* BRIEF
Filter the listing below and copy every line that contains the string "telephone".

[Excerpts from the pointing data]

++++++++++++++++++++

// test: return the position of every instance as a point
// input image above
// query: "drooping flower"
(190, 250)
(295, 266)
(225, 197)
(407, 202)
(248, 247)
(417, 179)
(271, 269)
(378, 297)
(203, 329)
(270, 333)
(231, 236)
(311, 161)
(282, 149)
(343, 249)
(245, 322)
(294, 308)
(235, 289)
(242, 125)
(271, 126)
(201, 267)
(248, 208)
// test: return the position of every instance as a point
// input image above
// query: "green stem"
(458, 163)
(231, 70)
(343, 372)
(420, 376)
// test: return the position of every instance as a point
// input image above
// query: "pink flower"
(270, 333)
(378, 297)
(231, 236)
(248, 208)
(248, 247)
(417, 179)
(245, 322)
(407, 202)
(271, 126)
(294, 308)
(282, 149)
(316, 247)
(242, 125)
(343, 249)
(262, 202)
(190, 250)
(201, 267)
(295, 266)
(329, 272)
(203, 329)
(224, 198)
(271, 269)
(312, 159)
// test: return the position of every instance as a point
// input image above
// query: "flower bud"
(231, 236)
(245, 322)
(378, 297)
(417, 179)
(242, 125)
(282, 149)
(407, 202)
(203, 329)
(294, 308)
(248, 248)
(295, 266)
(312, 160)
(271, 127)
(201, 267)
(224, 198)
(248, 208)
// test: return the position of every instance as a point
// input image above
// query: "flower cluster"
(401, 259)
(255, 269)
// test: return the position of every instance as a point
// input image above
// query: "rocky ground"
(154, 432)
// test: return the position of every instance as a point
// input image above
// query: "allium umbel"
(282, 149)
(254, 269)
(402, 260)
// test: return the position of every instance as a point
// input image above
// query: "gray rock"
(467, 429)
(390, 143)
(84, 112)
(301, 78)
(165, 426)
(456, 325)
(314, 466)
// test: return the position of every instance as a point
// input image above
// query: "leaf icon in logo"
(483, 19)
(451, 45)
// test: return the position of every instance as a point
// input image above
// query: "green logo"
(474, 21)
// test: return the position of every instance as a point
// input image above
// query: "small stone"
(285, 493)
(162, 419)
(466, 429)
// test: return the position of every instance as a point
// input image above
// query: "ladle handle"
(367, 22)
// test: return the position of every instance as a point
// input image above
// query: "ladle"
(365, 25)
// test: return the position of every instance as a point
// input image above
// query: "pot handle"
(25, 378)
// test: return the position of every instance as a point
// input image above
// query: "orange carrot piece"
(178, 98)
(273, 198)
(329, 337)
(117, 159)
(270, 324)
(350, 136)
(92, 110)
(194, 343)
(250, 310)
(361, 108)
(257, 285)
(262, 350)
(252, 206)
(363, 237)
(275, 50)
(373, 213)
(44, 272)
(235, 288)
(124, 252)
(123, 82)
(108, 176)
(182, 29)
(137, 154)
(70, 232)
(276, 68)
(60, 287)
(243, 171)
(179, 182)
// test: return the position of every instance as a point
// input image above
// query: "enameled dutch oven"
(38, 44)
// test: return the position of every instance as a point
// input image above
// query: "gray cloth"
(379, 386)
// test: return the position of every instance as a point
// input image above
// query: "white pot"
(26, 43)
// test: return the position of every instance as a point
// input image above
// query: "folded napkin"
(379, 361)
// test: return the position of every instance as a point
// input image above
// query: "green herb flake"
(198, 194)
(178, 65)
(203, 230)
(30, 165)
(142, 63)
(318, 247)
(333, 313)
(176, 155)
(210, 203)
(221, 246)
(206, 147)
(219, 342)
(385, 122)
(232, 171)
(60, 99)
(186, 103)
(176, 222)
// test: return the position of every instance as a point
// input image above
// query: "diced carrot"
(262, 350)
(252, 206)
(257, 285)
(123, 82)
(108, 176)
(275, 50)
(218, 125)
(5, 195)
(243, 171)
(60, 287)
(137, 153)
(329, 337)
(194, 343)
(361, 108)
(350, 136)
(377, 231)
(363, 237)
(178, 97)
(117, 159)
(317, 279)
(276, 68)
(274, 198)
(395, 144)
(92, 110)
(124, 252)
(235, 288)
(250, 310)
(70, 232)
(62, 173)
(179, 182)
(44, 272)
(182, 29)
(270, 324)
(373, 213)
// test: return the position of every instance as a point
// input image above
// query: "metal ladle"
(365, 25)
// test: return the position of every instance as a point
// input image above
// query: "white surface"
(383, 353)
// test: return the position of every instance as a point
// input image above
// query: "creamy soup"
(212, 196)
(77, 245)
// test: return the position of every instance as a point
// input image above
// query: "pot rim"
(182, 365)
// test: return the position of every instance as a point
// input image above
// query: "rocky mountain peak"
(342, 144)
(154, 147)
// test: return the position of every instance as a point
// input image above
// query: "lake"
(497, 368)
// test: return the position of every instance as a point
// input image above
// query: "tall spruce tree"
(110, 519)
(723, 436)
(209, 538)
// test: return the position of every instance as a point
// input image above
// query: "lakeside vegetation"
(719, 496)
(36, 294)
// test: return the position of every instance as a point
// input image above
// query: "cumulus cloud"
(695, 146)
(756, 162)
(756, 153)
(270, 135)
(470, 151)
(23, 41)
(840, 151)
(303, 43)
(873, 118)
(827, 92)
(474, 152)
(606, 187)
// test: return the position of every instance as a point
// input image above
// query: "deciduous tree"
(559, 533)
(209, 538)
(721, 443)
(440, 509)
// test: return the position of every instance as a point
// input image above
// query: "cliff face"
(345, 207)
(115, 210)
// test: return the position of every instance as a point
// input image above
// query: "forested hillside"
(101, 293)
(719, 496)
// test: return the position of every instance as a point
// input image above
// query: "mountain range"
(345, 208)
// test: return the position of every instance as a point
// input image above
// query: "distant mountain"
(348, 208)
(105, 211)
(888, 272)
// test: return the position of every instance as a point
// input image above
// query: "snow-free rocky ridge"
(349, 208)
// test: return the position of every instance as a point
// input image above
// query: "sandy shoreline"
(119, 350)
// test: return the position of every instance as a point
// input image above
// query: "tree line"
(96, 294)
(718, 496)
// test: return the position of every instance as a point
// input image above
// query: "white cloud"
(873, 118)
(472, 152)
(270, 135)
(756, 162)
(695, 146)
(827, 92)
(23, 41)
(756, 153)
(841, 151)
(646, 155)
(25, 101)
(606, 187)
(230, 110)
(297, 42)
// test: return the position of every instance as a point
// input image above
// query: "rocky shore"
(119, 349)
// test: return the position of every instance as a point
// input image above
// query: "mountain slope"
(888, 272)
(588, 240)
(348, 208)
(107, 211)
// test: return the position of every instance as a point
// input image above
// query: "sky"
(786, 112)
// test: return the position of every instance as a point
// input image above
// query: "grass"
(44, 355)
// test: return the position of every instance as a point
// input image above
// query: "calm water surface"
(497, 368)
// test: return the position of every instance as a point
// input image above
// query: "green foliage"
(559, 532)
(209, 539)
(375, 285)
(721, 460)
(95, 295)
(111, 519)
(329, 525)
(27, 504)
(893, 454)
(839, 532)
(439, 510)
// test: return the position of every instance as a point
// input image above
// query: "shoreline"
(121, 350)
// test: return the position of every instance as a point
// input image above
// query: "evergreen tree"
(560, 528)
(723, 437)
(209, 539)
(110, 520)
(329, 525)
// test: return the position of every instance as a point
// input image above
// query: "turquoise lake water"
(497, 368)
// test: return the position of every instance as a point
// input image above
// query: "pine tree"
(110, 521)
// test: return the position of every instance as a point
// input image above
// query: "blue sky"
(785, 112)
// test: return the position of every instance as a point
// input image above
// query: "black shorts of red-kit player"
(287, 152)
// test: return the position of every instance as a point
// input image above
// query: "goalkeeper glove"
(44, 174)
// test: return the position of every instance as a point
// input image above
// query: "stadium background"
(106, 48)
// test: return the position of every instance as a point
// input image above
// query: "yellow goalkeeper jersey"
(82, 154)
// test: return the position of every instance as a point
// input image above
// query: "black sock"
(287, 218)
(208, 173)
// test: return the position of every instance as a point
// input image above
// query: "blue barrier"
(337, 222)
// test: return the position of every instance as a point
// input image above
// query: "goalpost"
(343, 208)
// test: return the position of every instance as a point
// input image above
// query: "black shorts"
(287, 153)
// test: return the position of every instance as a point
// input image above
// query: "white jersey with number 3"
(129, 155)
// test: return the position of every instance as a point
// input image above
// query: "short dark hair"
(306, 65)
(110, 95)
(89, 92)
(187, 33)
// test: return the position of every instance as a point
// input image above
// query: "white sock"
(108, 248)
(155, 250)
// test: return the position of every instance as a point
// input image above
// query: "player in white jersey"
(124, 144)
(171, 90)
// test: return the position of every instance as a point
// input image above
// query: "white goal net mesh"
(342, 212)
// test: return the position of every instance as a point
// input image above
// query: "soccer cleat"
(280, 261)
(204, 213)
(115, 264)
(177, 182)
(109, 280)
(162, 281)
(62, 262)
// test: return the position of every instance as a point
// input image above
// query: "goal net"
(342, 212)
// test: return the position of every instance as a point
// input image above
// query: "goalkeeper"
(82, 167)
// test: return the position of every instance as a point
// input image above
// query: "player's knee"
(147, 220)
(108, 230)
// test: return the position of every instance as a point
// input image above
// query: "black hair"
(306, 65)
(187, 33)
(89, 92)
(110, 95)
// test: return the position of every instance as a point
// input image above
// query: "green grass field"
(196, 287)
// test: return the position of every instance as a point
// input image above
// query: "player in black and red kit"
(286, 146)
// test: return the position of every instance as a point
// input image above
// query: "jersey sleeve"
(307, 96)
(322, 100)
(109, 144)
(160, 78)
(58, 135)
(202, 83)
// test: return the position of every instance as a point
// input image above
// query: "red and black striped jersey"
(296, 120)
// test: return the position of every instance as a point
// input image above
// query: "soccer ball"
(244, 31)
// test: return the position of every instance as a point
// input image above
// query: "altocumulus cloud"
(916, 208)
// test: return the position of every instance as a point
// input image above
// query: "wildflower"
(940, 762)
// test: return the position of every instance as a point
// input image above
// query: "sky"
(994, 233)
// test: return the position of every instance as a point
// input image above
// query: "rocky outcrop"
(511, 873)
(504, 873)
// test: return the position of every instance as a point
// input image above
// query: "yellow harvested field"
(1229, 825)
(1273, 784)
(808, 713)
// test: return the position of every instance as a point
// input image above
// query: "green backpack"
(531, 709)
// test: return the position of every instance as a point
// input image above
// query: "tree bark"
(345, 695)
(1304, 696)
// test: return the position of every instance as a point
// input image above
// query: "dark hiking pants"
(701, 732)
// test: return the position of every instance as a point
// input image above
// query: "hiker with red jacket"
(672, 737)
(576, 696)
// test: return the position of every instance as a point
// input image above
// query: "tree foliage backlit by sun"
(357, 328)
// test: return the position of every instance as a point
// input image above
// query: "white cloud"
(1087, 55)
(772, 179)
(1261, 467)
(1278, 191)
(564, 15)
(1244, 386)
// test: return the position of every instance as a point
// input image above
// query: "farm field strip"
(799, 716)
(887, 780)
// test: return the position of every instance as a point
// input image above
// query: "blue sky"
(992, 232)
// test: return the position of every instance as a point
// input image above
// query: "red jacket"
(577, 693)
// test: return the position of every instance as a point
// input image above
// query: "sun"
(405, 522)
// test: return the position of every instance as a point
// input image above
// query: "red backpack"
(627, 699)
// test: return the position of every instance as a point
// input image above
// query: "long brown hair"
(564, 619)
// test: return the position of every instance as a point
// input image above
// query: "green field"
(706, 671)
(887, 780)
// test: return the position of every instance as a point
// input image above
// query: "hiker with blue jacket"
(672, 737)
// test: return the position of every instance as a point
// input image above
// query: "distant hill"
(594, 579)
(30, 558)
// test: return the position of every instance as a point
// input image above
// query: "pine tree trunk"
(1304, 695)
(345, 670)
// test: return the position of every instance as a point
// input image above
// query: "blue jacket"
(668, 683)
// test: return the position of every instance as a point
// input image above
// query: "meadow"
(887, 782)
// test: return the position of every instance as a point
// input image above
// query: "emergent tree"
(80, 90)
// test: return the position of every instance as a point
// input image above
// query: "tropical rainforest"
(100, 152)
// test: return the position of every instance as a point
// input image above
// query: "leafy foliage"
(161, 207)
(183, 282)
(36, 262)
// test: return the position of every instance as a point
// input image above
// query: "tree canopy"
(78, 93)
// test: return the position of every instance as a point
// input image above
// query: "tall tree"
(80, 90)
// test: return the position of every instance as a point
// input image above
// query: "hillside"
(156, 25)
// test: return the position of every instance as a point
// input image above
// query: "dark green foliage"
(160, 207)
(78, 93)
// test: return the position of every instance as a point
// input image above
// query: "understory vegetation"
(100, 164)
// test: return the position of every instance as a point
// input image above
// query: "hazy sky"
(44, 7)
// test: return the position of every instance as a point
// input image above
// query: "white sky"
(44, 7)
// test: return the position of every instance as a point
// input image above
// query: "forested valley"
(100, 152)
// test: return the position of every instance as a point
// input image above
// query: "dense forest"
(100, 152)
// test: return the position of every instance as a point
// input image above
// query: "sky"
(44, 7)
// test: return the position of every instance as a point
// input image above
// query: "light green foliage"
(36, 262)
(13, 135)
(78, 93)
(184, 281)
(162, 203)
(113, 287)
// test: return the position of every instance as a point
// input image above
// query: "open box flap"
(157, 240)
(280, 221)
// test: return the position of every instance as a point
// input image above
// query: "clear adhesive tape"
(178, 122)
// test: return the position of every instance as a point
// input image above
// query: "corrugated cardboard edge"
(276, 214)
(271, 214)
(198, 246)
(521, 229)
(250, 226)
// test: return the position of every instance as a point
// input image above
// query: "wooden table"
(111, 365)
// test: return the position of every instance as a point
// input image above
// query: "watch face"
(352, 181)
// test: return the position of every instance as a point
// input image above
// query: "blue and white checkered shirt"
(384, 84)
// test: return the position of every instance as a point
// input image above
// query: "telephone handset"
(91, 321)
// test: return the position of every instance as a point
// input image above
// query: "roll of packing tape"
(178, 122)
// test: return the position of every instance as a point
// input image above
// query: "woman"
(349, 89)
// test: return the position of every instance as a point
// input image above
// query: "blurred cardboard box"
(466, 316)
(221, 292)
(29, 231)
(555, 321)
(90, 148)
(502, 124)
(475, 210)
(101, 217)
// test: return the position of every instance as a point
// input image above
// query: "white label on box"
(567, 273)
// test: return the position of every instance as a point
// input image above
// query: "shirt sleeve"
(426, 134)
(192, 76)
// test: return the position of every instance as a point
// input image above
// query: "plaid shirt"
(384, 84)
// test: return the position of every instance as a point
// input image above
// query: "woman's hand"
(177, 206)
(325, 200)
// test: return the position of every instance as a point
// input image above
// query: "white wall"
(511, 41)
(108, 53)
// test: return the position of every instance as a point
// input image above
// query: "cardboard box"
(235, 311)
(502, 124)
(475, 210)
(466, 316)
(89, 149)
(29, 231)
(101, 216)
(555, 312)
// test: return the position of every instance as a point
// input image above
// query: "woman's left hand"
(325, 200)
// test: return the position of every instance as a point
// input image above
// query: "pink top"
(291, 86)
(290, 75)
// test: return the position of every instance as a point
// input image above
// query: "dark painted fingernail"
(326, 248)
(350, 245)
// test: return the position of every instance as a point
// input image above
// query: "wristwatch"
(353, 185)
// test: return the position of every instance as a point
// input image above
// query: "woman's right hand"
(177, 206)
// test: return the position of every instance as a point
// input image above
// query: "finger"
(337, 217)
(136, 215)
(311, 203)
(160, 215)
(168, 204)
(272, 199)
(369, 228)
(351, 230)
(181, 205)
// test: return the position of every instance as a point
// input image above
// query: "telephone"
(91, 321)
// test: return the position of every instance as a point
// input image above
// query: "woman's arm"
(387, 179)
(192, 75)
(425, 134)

++++++++++++++++++++

* OUTPUT FOR THIS EXERCISE
// query: "telephone handset"
// query: "telephone"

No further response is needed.